Task goal
Can you copy every one of the records below word for word, leaving the pictures out of your answer?

Dataset records
======
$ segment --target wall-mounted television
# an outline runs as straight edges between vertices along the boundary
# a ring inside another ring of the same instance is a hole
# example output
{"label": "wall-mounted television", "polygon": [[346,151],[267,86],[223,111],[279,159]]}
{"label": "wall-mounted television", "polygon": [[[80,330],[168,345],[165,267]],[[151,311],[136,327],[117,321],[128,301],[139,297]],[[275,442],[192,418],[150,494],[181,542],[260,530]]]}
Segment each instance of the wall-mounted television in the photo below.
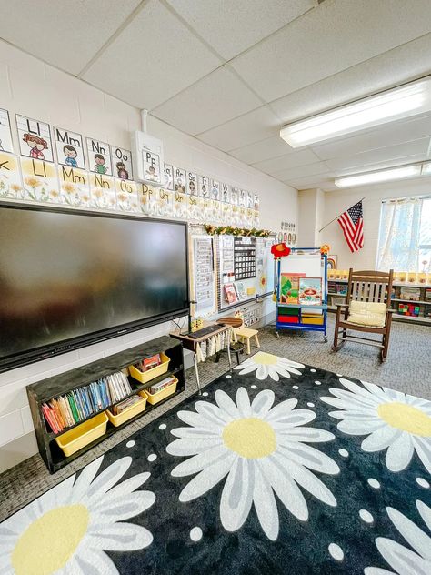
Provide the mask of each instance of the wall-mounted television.
{"label": "wall-mounted television", "polygon": [[0,207],[0,371],[188,313],[187,226]]}

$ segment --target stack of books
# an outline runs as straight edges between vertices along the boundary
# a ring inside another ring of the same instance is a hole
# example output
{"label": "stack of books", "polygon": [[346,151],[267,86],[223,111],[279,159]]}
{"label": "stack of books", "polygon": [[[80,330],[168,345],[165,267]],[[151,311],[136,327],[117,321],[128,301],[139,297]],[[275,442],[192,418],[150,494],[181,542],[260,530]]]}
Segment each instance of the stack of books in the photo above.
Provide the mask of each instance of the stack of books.
{"label": "stack of books", "polygon": [[42,404],[54,433],[80,423],[132,393],[127,377],[118,371]]}

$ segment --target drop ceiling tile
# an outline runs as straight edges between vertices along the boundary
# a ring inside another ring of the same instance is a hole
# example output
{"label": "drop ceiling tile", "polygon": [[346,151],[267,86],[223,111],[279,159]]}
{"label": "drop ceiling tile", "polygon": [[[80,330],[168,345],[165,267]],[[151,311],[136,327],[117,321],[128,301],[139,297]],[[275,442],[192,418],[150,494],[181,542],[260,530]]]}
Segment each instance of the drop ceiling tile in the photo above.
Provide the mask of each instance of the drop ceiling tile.
{"label": "drop ceiling tile", "polygon": [[263,106],[253,112],[217,126],[212,130],[203,132],[197,137],[210,146],[228,152],[241,146],[277,135],[279,131],[280,120],[274,112]]}
{"label": "drop ceiling tile", "polygon": [[2,2],[0,37],[77,75],[139,2],[14,0],[8,6]]}
{"label": "drop ceiling tile", "polygon": [[300,166],[306,166],[306,164],[313,164],[318,161],[319,158],[316,156],[316,154],[306,148],[304,150],[300,150],[299,152],[294,152],[293,154],[286,154],[278,157],[273,157],[269,160],[264,160],[263,162],[257,162],[256,164],[253,164],[253,167],[273,176],[282,170],[298,167]]}
{"label": "drop ceiling tile", "polygon": [[295,149],[286,144],[285,140],[282,140],[279,136],[274,136],[261,142],[256,142],[256,144],[250,144],[236,150],[232,150],[229,154],[246,164],[256,164],[256,162],[267,160],[270,157],[276,157],[277,156],[294,152]]}
{"label": "drop ceiling tile", "polygon": [[167,8],[150,0],[83,77],[125,102],[151,109],[220,63]]}
{"label": "drop ceiling tile", "polygon": [[330,170],[331,168],[328,167],[325,162],[315,162],[314,164],[307,164],[306,166],[298,166],[296,167],[280,170],[277,174],[274,175],[274,177],[283,181],[287,179],[295,180],[300,177],[314,176],[315,174],[327,173]]}
{"label": "drop ceiling tile", "polygon": [[430,17],[429,0],[324,2],[232,66],[271,102],[429,33]]}
{"label": "drop ceiling tile", "polygon": [[431,34],[288,94],[270,107],[292,122],[429,74]]}
{"label": "drop ceiling tile", "polygon": [[225,66],[152,111],[156,117],[195,136],[262,105]]}
{"label": "drop ceiling tile", "polygon": [[[370,150],[368,152],[363,152],[362,154],[355,154],[353,156],[347,156],[346,157],[333,158],[326,161],[326,166],[334,170],[357,168],[356,171],[361,171],[366,166],[376,165],[380,162],[395,161],[399,164],[408,163],[410,160],[406,160],[409,156],[416,156],[417,155],[426,157],[429,146],[429,137],[423,137],[412,142],[406,142],[404,144],[397,144],[396,146],[387,146],[386,147],[381,147],[376,150]],[[403,161],[401,161],[403,158]],[[411,160],[415,161],[415,160]]]}
{"label": "drop ceiling tile", "polygon": [[167,0],[217,51],[230,60],[315,5],[313,0]]}
{"label": "drop ceiling tile", "polygon": [[328,160],[376,150],[386,147],[388,144],[395,146],[426,136],[431,136],[431,116],[394,122],[357,136],[337,138],[335,141],[310,147],[321,160]]}

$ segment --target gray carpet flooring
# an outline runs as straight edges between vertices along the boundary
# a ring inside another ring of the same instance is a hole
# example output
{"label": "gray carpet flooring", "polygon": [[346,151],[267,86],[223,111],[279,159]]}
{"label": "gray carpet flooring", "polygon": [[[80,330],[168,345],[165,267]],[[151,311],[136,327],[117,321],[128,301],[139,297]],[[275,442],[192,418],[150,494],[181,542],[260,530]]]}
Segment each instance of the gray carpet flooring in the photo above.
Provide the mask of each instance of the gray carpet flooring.
{"label": "gray carpet flooring", "polygon": [[[327,369],[345,377],[365,379],[406,393],[431,399],[431,330],[427,326],[394,322],[386,363],[381,364],[375,348],[346,343],[337,353],[331,352],[334,317],[328,328],[328,343],[321,333],[283,331],[280,338],[274,328],[259,331],[261,349],[301,363]],[[253,349],[256,349],[255,348]],[[242,356],[244,360],[247,356]],[[199,367],[201,384],[213,381],[228,369],[226,354],[219,363],[206,361]],[[69,477],[196,390],[193,369],[187,371],[187,389],[154,409],[126,429],[115,433],[91,451],[55,475],[50,475],[39,455],[0,475],[0,521],[24,507],[49,488]]]}

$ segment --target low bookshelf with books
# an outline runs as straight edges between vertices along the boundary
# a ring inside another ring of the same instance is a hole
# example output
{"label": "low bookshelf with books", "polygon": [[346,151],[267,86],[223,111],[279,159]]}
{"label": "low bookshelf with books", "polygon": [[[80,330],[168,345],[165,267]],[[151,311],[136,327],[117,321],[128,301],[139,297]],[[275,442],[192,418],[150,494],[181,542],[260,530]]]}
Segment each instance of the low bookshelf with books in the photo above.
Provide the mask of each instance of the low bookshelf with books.
{"label": "low bookshelf with books", "polygon": [[27,386],[39,451],[49,471],[185,388],[182,344],[168,337]]}

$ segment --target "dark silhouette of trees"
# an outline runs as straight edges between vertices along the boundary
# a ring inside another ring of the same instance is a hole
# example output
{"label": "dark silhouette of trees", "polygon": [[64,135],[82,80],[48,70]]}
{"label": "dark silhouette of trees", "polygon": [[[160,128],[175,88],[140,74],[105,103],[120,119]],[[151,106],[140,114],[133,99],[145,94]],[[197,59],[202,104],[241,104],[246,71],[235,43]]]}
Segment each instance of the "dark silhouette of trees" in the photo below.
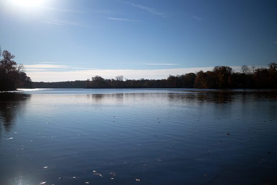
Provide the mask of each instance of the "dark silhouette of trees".
{"label": "dark silhouette of trees", "polygon": [[42,88],[277,88],[277,64],[271,63],[268,69],[242,66],[234,72],[227,66],[216,66],[211,71],[200,71],[182,75],[169,75],[159,80],[141,78],[124,80],[122,75],[104,79],[96,75],[86,81],[60,82],[33,82]]}
{"label": "dark silhouette of trees", "polygon": [[18,88],[32,88],[31,78],[24,72],[23,65],[17,65],[15,56],[8,51],[0,52],[0,91],[13,91]]}

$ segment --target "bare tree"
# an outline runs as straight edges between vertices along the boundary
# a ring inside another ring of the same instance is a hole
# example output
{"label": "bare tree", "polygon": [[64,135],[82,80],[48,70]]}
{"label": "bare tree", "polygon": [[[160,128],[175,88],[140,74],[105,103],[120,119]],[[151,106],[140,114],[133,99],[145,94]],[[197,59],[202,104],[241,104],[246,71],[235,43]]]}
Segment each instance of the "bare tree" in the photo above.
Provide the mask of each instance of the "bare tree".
======
Problem solution
$ segment --target wall-mounted television
# an outline runs as straight edges between vertices along the boundary
# a ring inside another ring of the same instance is a hole
# example output
{"label": "wall-mounted television", "polygon": [[346,151],[267,86],[223,111],[279,159]]}
{"label": "wall-mounted television", "polygon": [[[80,330],[168,345],[165,267]],[[151,311],[136,327],[117,321],[128,301],[139,297]],[[275,442],[192,418],[150,494],[181,542],[260,530]]]}
Segment each instance of the wall-mounted television in the photo below.
Provide the mask of each instance of the wall-mounted television.
{"label": "wall-mounted television", "polygon": [[0,207],[0,371],[188,313],[187,226]]}

$ segment --target stack of books
# an outline runs as straight edges between vertices along the boundary
# a ring inside another ring of the same instance is a hole
# example output
{"label": "stack of books", "polygon": [[346,151],[267,86],[223,111],[279,159]]}
{"label": "stack of books", "polygon": [[[80,330],[168,345],[165,267]],[[151,311],[136,327],[117,321],[128,301],[139,297]],[[275,442],[192,418],[150,494],[181,542],[260,530]]]}
Segment each instance of the stack of books in the photo above.
Provide the mask of each instance of the stack of books.
{"label": "stack of books", "polygon": [[42,404],[54,433],[80,423],[132,393],[127,377],[118,371]]}

$ segment --target drop ceiling tile
# an outline runs as straight edges between vertices along the boundary
# a ring inside another ring of the same instance is a hole
# example output
{"label": "drop ceiling tile", "polygon": [[346,151],[267,86],[223,111],[279,159]]}
{"label": "drop ceiling tile", "polygon": [[[80,330],[168,345],[165,267]],[[151,311],[136,327],[117,321],[128,301],[139,297]],[[275,442],[192,418],[150,494],[181,542],[260,530]]]}
Segment each instance of the drop ceiling tile in the photo above.
Provide the mask of each instance of the drop ceiling tile.
{"label": "drop ceiling tile", "polygon": [[263,106],[253,112],[217,126],[212,130],[203,132],[197,137],[210,146],[228,152],[241,146],[277,135],[279,131],[280,120],[274,112]]}
{"label": "drop ceiling tile", "polygon": [[2,2],[0,37],[77,75],[139,2],[14,0],[8,6]]}
{"label": "drop ceiling tile", "polygon": [[300,166],[306,166],[306,164],[313,164],[318,161],[319,158],[316,156],[316,154],[306,148],[304,150],[300,150],[299,152],[294,152],[293,154],[286,154],[278,157],[273,157],[269,160],[264,160],[263,162],[257,162],[256,164],[253,164],[253,167],[273,176],[282,170],[298,167]]}
{"label": "drop ceiling tile", "polygon": [[295,149],[286,144],[285,140],[282,140],[279,136],[274,136],[261,142],[256,142],[256,144],[250,144],[236,150],[232,150],[229,154],[246,164],[256,164],[256,162],[267,160],[270,157],[276,157],[277,156],[294,152]]}
{"label": "drop ceiling tile", "polygon": [[167,8],[150,0],[83,77],[125,102],[151,109],[220,63]]}
{"label": "drop ceiling tile", "polygon": [[330,170],[331,168],[328,167],[325,162],[315,162],[314,164],[307,164],[306,166],[298,166],[296,167],[280,170],[277,174],[274,175],[274,177],[283,181],[287,179],[295,180],[300,177],[314,176],[315,174],[327,173]]}
{"label": "drop ceiling tile", "polygon": [[430,17],[429,0],[324,2],[232,66],[271,102],[429,33]]}
{"label": "drop ceiling tile", "polygon": [[431,34],[288,94],[270,107],[292,122],[429,74]]}
{"label": "drop ceiling tile", "polygon": [[225,66],[152,111],[156,117],[195,136],[262,105]]}
{"label": "drop ceiling tile", "polygon": [[[370,150],[368,152],[363,152],[362,154],[355,154],[353,156],[347,156],[346,157],[333,158],[326,161],[326,166],[334,170],[357,168],[356,171],[361,171],[366,166],[376,165],[380,162],[395,161],[399,164],[408,163],[410,160],[406,160],[409,156],[416,156],[417,155],[426,157],[429,146],[429,137],[423,137],[412,142],[406,142],[404,144],[397,144],[396,146],[387,146],[386,147],[381,147],[376,150]],[[403,161],[401,161],[403,158]],[[411,160],[415,161],[415,160]]]}
{"label": "drop ceiling tile", "polygon": [[167,0],[217,51],[230,60],[315,5],[313,0]]}
{"label": "drop ceiling tile", "polygon": [[328,160],[376,150],[386,147],[388,144],[395,146],[426,136],[431,136],[431,116],[394,122],[357,136],[337,138],[335,141],[310,147],[321,160]]}

$ segment --target gray carpet flooring
# an outline runs as straight edges between vertices along the boundary
# a ring inside another ring of the same instance is a hole
# example output
{"label": "gray carpet flooring", "polygon": [[346,151],[267,86],[223,111],[279,159]]}
{"label": "gray carpet flooring", "polygon": [[[80,330],[168,345],[165,267]],[[151,311],[136,327],[117,321],[128,301],[139,297]],[[275,442],[192,418],[150,494],[181,542],[260,530]]]}
Segment each instance of the gray carpet flooring in the photo above.
Provide the mask of each instance of the gray carpet flooring.
{"label": "gray carpet flooring", "polygon": [[[327,369],[345,377],[365,379],[406,393],[431,399],[431,330],[427,326],[394,322],[386,363],[381,364],[375,348],[346,343],[337,353],[331,352],[334,317],[328,328],[328,343],[321,333],[283,331],[280,338],[274,328],[259,331],[261,349],[301,363]],[[253,349],[256,349],[255,348]],[[242,356],[244,360],[247,356]],[[199,367],[201,384],[213,381],[228,369],[226,354],[219,363],[206,361]],[[69,477],[196,390],[193,369],[187,371],[187,389],[154,409],[126,429],[115,433],[91,451],[55,475],[50,475],[39,455],[0,475],[0,521],[24,507],[49,488]]]}

$ segment --target low bookshelf with books
# an outline runs as straight edges between vertices along the boundary
# a ring inside another ring of the same instance is a hole
# example output
{"label": "low bookshelf with books", "polygon": [[346,151],[267,86],[223,111],[279,159]]}
{"label": "low bookshelf with books", "polygon": [[[80,330],[168,345],[165,267]],[[151,311],[136,327],[117,321],[128,301],[139,297]],[[275,442],[192,418],[150,494],[181,542],[260,530]]]}
Segment each instance of the low bookshelf with books in the photo above.
Provide the mask of each instance of the low bookshelf with books.
{"label": "low bookshelf with books", "polygon": [[27,386],[39,451],[49,471],[185,388],[182,344],[168,337]]}

$ segment --target "dark silhouette of trees"
# an outline runs as straight edges between vertices along the boundary
# a ring inside another ring of the same instance is a hole
# example output
{"label": "dark silhouette of trees", "polygon": [[64,135],[82,80],[48,70]]}
{"label": "dark silhouette of trees", "polygon": [[[160,128],[175,88],[140,74],[105,103],[120,119]],[[151,106],[140,114],[133,99],[145,94]],[[197,59],[202,104],[241,104],[246,71],[235,43]]]}
Segment each instance of the "dark silhouette of trees" in the photo below.
Provide the mask of each instance of the "dark silhouette of trees".
{"label": "dark silhouette of trees", "polygon": [[42,88],[277,88],[277,64],[271,63],[268,69],[242,66],[234,72],[227,66],[216,66],[211,71],[200,71],[182,75],[169,75],[159,80],[141,78],[124,80],[122,75],[104,79],[96,75],[86,81],[60,82],[33,82]]}
{"label": "dark silhouette of trees", "polygon": [[18,88],[32,88],[31,78],[24,72],[23,65],[17,65],[15,56],[8,51],[0,52],[0,91],[13,91]]}

$ segment --target "bare tree"
# an outline runs as straight edges between vertices along the boundary
# a ring inside another ring of the same instance is a hole
# example output
{"label": "bare tree", "polygon": [[64,135],[82,80],[48,70]]}
{"label": "bare tree", "polygon": [[[160,128],[175,88],[140,74],[105,103],[120,119]],[[151,106],[140,114],[133,99],[145,94]],[[197,59],[202,104],[241,104],[246,71],[235,43]]]}
Segment each instance of the "bare tree" in the photo above.
Provide the mask of each instance of the "bare tree".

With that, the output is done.